> What you are asked to do: Should the word "concrete" occur in a line of the records, copy that line.

Start of Data provided

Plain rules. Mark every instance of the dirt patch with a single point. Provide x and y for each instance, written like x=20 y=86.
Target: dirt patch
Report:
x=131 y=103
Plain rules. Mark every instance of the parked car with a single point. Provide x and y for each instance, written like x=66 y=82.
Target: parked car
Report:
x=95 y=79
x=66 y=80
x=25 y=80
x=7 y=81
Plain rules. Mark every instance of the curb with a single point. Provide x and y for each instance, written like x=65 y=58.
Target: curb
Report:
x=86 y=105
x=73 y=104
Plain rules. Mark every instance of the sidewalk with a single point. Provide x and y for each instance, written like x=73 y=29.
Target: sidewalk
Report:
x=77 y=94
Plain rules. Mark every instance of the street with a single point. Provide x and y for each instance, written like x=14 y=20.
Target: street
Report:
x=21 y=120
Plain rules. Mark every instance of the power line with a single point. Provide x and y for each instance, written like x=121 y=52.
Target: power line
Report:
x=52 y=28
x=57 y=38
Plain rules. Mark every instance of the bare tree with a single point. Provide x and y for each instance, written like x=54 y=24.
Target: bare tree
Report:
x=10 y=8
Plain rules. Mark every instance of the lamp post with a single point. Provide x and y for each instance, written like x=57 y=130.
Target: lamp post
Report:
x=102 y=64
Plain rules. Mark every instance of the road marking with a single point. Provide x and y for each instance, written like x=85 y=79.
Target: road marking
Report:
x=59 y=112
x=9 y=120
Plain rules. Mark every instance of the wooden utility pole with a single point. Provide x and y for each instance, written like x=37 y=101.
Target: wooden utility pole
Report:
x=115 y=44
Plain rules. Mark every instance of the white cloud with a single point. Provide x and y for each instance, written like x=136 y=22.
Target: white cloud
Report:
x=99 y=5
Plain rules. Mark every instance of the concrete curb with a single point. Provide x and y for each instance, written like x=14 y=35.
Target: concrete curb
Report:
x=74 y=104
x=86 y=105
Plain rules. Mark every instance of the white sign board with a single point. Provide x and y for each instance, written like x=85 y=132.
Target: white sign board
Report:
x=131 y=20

End of Data provided

> Your response:
Plain rules. Mark every instance of the concrete curb with a single point. Provide x and y for each instance, written like x=14 y=35.
Target: concrete curb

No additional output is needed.